→ BRIEF
Quote the records that follow in full, leaving the pictures out.

→ EXCERPTED DATA
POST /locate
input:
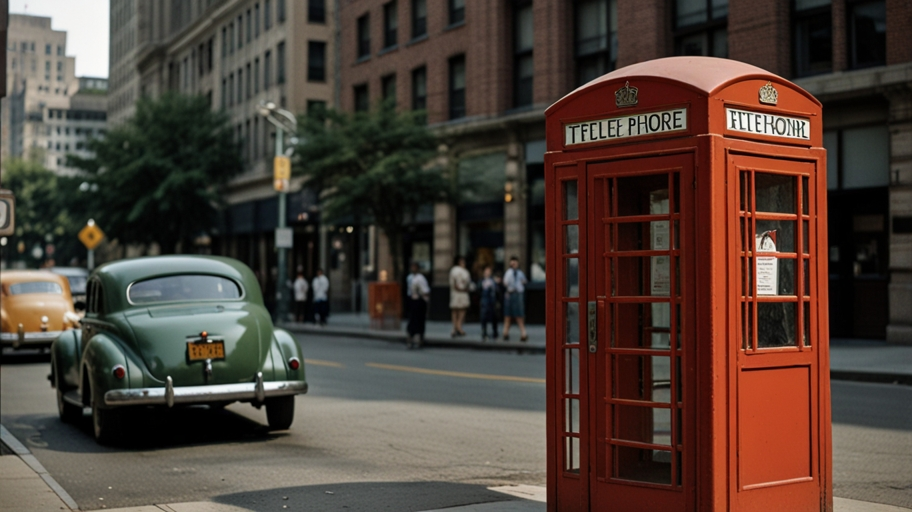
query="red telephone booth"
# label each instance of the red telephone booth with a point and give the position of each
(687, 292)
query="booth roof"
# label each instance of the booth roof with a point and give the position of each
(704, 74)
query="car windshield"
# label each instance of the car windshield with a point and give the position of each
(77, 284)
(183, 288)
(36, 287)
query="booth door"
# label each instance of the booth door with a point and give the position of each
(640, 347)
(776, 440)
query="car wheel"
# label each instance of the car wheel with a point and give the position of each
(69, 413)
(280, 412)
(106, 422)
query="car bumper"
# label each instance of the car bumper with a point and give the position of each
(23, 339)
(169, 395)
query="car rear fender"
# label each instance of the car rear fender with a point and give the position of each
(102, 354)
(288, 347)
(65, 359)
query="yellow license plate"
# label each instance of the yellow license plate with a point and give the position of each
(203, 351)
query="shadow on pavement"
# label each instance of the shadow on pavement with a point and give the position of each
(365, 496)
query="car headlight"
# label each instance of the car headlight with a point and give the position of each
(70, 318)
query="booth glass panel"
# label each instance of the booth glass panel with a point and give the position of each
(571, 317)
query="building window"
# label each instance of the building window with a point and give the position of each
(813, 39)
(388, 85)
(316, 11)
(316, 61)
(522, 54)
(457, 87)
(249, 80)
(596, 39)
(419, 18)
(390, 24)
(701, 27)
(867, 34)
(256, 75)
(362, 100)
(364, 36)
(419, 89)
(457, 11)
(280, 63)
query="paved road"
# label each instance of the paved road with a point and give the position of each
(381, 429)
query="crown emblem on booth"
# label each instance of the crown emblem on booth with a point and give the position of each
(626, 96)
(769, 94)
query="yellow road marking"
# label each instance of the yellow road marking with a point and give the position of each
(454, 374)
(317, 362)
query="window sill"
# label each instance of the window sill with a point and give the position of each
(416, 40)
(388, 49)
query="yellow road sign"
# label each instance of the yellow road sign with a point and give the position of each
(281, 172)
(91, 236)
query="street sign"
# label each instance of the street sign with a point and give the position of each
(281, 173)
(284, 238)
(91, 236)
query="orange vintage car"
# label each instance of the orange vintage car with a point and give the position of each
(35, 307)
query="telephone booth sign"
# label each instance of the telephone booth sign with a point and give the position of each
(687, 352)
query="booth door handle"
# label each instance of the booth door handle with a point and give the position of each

→ SOLVED EXERCISE
POST /locate
input:
query="red telephone booth"
# label each instance of the red telephone booth with a point and give the position of each
(687, 292)
query="booth roof"
# label each instance of the booth roof with a point and give the position of each
(704, 74)
query="car windshield"
# label each instance of the car windshield with a point and give the position of each
(77, 284)
(183, 288)
(36, 287)
query="booth door"
# label each instance of the booth door with a point and give the position of each
(640, 347)
(776, 440)
query="car wheel"
# label each instance of the car wheel with a point and give the position of each
(69, 413)
(280, 412)
(106, 422)
query="car bumper"
# label each instance of the car bumper with a point and give the position of each
(23, 339)
(169, 395)
query="car rear fender"
# label each instance of the car rear fender with a point and give the position of each
(102, 354)
(288, 347)
(65, 359)
query="yellow license plate"
# label each instance of the yellow license plate with a point and give the position of each
(203, 351)
query="shadow on pavement"
# label each instance of the shadow on pavement with a point and give the position of each
(365, 496)
query="car headlight"
# label each instance of the car headlight with a point and give the position of each
(70, 318)
query="booth glass panel"
# label each instance of the booth glass panel with a point and give the position of each
(571, 317)
query="building window"
# label each instance of the building window with a point and give the position of each
(813, 39)
(388, 85)
(316, 11)
(316, 61)
(522, 54)
(457, 87)
(249, 80)
(596, 39)
(419, 18)
(390, 24)
(701, 27)
(867, 34)
(256, 75)
(362, 100)
(364, 36)
(419, 89)
(457, 11)
(280, 63)
query="paved road"
# label each instance of the paved road with a point and give the position of each
(381, 429)
query="crown emblem on booth"
# label each instance of the crown emblem on booth with a point and give the position of each
(626, 96)
(769, 94)
query="yellow road marking"
# label each instance of the yellow road marking with a point and give the position of each
(454, 374)
(317, 362)
query="window sill"
# label each instance of the window sill with a point and give the position of each
(416, 40)
(388, 49)
query="yellow road sign"
# label each instance of the yellow road sign with a point and give the position of each
(281, 172)
(91, 236)
query="street sign"
# label each instance of the street sign with a point and give the position of each
(281, 173)
(284, 238)
(91, 236)
query="orange vintage car"
# label each instance of the orange vintage car with a point and give the position of each
(35, 307)
query="telephone booth sign"
# label each instance of the telephone booth sign with a point and give the position of each
(687, 352)
query="booth door handle"
# label each instance of the booth door handle with a point and give the position of each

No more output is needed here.